Directive:
List every line of the items below that contains the word "orange", copying each such line in full. Matching is case-sensitive.

Data to use:
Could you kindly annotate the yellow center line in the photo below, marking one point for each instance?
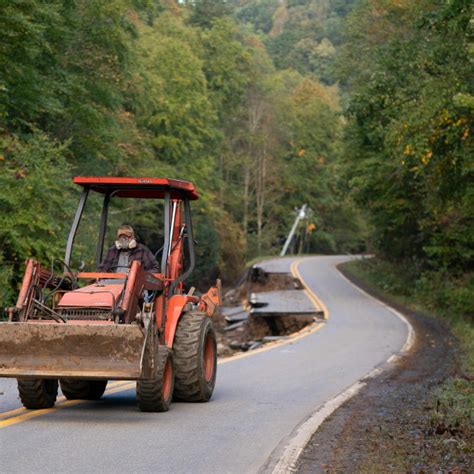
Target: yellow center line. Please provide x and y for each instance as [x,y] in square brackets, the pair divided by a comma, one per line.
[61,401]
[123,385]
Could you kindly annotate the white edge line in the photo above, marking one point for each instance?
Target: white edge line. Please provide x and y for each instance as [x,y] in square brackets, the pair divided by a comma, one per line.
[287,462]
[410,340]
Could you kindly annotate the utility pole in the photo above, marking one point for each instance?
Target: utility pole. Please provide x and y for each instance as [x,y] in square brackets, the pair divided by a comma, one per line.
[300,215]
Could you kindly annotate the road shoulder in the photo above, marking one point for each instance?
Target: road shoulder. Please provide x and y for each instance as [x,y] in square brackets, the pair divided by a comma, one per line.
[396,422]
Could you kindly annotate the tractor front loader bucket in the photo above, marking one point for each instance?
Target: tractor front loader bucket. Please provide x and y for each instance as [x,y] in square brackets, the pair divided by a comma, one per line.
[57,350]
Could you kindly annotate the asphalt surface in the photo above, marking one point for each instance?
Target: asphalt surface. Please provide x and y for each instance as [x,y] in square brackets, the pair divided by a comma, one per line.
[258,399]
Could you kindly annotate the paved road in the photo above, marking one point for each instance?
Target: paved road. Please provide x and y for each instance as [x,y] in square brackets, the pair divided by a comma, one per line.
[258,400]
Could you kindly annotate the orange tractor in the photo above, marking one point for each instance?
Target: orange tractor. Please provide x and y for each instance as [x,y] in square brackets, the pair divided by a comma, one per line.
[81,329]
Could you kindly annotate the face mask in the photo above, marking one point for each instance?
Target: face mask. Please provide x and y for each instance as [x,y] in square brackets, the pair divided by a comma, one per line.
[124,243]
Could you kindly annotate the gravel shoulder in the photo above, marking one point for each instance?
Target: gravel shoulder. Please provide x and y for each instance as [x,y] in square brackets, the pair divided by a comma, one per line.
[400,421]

* * *

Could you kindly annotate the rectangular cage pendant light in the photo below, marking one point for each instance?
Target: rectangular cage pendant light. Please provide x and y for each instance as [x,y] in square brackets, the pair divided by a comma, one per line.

Task solution:
Could you kindly annotate the orange tractor in the photo above, marking one point for each instance?
Target: orange tractor. Please provide x and y for each instance as [x,y] in square brackets, the pair divided by a comma, one per line.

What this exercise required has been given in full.